# I just told my friend that I liked her



## CefaliK (Oct 28, 2011)

Some background: I met this girl in one of my classes last semester and we started texting...A LOT. She seemed really interested in me at first, because she texted me everyday. I wasn't into her then, but I developed feelings for her near the end of the semester that turned into a huge crush. She was the only thing I could think about. I lost my appetite, couldn't sleep, etc. I decided to wait until after finals to ask her out due to stress. Over break she stopped texting me as much, because I think she realized I liked her and didn't want to lead me on. She would still respond to my messages that I sent her. I would ask her to hangout and she would always be busy. She IS a really busy person, so this might have been a legitimate excuse. I got the hint that she didn't like me "that" way. But still I couldn't eat much, sleep, or concentrate without her popping up in my head.

_Exercise requirements_
Rewrite the forum post starting at "Some background: I" and ending at "in my head.", with "semester" changed to "term".

_Provided data_

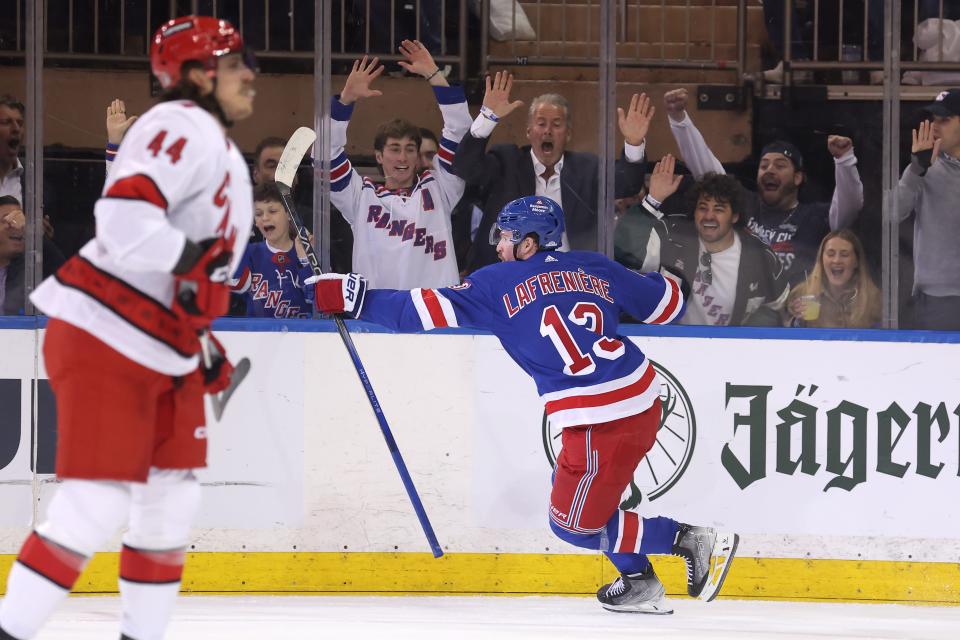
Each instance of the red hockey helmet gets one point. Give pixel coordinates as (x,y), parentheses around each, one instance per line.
(199,38)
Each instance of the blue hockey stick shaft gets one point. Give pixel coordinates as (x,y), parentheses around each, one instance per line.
(304,240)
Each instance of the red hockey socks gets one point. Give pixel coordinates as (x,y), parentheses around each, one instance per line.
(149,583)
(39,581)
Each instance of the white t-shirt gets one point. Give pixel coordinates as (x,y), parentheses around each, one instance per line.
(712,303)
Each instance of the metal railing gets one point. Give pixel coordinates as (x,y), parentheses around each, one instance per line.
(275,29)
(624,22)
(874,14)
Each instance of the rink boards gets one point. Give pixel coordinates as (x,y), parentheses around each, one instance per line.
(835,455)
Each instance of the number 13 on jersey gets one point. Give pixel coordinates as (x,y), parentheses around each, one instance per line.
(584,314)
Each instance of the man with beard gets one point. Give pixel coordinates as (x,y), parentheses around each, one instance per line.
(13,225)
(793,229)
(733,278)
(930,187)
(545,167)
(11,136)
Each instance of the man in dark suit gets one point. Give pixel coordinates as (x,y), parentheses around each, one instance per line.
(544,167)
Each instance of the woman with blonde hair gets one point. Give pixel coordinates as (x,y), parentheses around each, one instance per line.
(840,291)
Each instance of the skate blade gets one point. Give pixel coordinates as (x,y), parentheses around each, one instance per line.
(720,561)
(660,608)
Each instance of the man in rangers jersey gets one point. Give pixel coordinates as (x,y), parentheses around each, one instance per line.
(556,315)
(402,234)
(121,348)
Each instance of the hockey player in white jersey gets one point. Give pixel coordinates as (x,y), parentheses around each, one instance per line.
(402,234)
(122,344)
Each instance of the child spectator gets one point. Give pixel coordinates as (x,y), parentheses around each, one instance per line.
(271,273)
(840,291)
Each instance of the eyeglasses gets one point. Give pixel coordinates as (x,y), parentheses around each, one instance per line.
(706,274)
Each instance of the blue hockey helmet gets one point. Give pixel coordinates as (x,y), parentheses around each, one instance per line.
(531,214)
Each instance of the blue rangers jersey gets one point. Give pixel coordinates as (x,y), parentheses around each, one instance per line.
(271,282)
(556,315)
(402,238)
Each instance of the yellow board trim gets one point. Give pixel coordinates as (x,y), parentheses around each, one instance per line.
(533,574)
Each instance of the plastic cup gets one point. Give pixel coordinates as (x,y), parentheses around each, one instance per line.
(811,307)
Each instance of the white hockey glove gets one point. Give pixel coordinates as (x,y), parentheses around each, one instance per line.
(337,293)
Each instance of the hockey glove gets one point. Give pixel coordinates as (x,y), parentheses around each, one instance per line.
(201,292)
(216,372)
(337,293)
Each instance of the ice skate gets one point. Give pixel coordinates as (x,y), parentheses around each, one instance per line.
(639,593)
(708,555)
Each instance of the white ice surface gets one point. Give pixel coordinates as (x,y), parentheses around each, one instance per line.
(469,618)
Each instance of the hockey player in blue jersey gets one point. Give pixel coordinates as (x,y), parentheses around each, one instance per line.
(271,274)
(556,315)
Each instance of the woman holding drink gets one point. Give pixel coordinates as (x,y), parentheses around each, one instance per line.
(840,291)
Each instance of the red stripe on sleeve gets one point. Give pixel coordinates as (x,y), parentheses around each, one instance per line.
(434,308)
(602,399)
(138,187)
(55,563)
(157,567)
(242,282)
(674,293)
(340,171)
(631,528)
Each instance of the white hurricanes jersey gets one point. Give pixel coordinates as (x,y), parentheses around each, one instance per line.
(402,240)
(176,177)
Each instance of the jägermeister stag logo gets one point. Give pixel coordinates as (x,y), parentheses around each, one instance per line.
(670,454)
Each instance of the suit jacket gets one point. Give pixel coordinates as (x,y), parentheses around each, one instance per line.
(506,171)
(15,298)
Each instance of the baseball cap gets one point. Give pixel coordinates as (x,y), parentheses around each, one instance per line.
(946,104)
(787,149)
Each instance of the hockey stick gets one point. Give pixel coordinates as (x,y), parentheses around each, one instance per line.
(240,371)
(297,147)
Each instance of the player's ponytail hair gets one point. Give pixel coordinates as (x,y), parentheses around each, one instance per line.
(186,90)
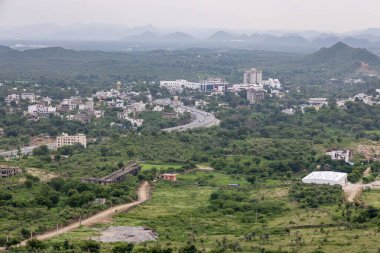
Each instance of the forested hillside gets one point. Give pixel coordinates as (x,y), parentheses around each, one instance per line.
(67,67)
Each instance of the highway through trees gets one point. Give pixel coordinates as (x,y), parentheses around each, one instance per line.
(202,119)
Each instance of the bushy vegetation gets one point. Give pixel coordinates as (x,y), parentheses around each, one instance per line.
(316,195)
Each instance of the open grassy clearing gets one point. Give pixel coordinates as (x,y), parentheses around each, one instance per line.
(371,197)
(176,213)
(149,166)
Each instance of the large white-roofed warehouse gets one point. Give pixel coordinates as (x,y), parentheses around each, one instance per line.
(326,177)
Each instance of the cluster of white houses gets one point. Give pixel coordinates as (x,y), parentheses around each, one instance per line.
(68,140)
(209,85)
(253,83)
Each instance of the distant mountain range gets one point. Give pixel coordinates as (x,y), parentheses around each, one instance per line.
(342,59)
(337,61)
(123,38)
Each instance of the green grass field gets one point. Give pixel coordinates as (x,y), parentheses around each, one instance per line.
(176,213)
(371,197)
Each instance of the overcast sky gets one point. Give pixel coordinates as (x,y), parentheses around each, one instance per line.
(324,15)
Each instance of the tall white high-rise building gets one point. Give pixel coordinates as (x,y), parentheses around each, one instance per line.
(253,76)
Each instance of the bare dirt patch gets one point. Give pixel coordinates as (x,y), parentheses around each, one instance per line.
(126,234)
(41,140)
(369,151)
(41,174)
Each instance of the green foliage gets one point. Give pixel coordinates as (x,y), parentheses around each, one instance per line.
(123,248)
(90,246)
(314,195)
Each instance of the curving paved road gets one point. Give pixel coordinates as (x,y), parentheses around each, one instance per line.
(202,119)
(143,195)
(25,150)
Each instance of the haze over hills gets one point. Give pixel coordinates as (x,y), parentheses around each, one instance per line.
(108,37)
(343,59)
(339,60)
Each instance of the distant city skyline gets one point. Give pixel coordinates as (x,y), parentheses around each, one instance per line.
(294,15)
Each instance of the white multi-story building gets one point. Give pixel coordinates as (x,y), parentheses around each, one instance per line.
(68,140)
(253,76)
(12,97)
(179,85)
(240,87)
(254,95)
(29,96)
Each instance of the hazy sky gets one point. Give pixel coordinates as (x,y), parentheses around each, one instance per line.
(327,15)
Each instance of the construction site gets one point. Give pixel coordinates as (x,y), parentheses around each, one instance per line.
(116,176)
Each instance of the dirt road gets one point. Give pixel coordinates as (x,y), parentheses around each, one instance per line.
(143,195)
(352,191)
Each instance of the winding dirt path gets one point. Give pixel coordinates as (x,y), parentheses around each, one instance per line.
(143,195)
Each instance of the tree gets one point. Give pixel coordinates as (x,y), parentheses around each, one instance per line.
(90,246)
(123,248)
(35,244)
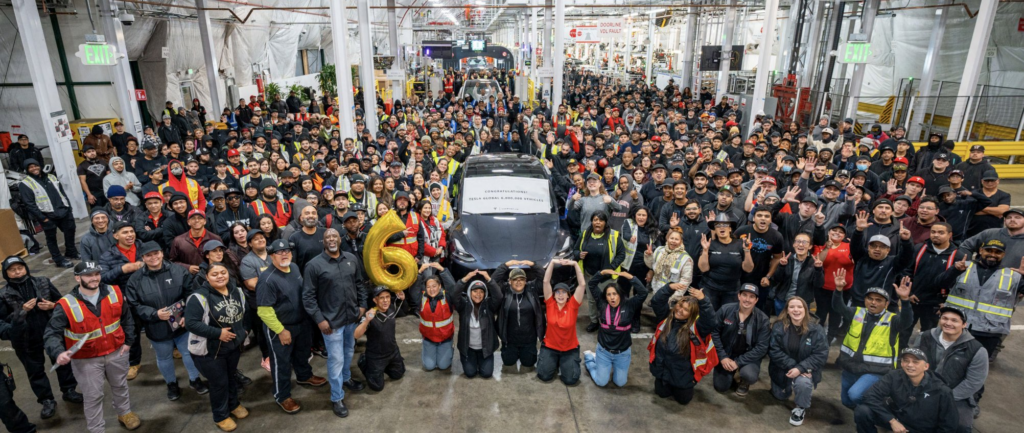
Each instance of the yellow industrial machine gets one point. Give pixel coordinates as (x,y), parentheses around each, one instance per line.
(392,267)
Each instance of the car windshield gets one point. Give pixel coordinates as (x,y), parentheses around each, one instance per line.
(499,190)
(480,89)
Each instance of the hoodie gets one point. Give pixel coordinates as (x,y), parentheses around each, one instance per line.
(123,178)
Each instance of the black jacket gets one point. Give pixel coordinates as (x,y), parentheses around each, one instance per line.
(811,356)
(758,335)
(927,407)
(150,291)
(225,311)
(460,302)
(53,337)
(335,289)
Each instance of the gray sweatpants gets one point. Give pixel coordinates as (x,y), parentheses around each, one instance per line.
(801,388)
(91,375)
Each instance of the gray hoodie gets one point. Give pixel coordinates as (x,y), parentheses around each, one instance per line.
(123,178)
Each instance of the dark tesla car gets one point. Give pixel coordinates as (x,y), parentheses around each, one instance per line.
(507,211)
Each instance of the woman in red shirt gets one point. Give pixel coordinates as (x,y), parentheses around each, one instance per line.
(560,349)
(836,255)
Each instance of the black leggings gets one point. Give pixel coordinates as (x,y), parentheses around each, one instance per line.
(681,395)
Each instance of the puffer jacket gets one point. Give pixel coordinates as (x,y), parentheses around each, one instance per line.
(148,291)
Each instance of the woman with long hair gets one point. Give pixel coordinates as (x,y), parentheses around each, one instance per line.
(798,353)
(679,350)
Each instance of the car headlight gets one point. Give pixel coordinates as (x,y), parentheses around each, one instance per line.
(461,254)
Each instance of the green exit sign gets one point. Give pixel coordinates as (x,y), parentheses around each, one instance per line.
(97,54)
(854,52)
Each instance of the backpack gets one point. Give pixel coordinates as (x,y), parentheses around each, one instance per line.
(197,343)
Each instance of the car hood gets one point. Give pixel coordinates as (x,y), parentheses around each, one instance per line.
(498,239)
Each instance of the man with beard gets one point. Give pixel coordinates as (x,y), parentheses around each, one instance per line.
(46,202)
(279,300)
(269,203)
(308,242)
(334,294)
(26,305)
(101,358)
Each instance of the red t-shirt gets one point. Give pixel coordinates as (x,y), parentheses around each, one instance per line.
(560,334)
(837,258)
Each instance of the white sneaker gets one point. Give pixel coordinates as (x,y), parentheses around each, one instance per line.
(797,417)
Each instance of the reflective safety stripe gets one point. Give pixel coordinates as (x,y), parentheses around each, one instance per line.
(441,323)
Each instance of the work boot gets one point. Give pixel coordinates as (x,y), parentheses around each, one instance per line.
(49,409)
(173,391)
(73,396)
(290,405)
(129,421)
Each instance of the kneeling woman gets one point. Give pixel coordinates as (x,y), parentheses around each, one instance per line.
(477,337)
(615,316)
(382,354)
(798,352)
(560,350)
(436,325)
(682,351)
(215,316)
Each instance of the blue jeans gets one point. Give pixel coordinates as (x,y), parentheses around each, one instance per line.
(437,355)
(854,387)
(340,346)
(165,357)
(604,364)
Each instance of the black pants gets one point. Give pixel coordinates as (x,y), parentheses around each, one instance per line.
(374,370)
(475,362)
(681,395)
(32,355)
(66,225)
(219,372)
(12,417)
(525,353)
(566,363)
(285,357)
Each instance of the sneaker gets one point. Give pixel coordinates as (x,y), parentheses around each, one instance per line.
(49,409)
(290,405)
(797,417)
(199,386)
(312,381)
(353,385)
(340,409)
(130,421)
(227,425)
(173,391)
(742,389)
(73,396)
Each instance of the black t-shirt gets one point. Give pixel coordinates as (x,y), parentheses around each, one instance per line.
(763,247)
(982,222)
(726,262)
(93,172)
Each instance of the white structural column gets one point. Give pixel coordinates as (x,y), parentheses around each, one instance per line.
(124,86)
(972,68)
(212,75)
(367,68)
(343,69)
(558,53)
(764,61)
(44,86)
(689,40)
(857,79)
(928,74)
(728,30)
(650,48)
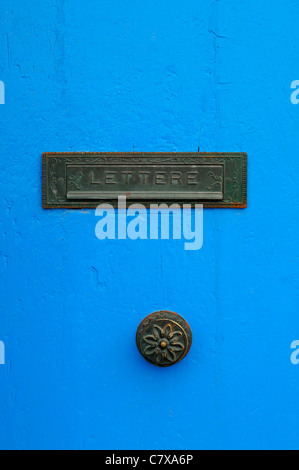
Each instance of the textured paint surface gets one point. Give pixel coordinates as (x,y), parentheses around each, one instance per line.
(150,76)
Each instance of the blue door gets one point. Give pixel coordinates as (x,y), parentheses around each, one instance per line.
(149,76)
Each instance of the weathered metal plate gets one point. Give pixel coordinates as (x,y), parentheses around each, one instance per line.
(85,180)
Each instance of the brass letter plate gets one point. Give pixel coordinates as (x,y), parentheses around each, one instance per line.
(85,180)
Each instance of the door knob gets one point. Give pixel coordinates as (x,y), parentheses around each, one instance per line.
(164,338)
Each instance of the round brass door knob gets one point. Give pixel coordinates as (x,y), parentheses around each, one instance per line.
(164,338)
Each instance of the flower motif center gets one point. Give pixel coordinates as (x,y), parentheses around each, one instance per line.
(165,345)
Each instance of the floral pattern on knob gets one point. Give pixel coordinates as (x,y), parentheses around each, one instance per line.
(164,338)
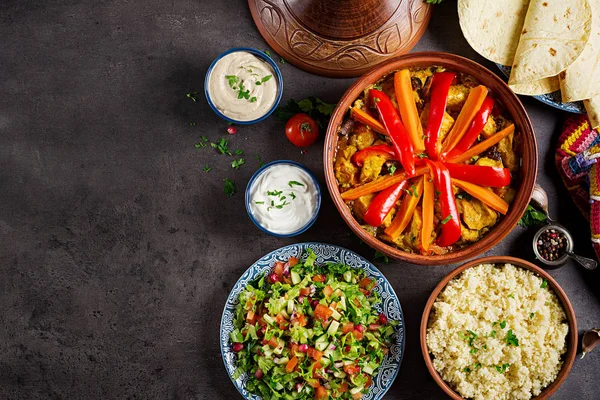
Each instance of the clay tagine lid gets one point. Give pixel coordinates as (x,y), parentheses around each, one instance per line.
(340,38)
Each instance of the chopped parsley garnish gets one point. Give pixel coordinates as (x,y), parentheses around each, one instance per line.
(235,164)
(222,146)
(263,80)
(392,168)
(511,338)
(192,95)
(232,80)
(229,189)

_Complete answer_
Some background: I met this girl in one of my classes last term and we started texting...A LOT. She seemed really interested in me at first, because she texted me everyday. I wasn't into her then, but I developed feelings for her near the end of the term that turned into a huge crush. She was the only thing I could think about. I lost my appetite, couldn't sleep, etc. I decided to wait until after finals to ask her out due to stress. Over break she stopped texting me as much, because I think she realized I liked her and didn't want to lead me on. She would still respond to my messages that I sent her. I would ask her to hangout and she would always be busy. She IS a really busy person, so this might have been a legitimate excuse. I got the hint that she didn't like me "that" way. But still I couldn't eat much, sleep, or concentrate without her popping up in my head.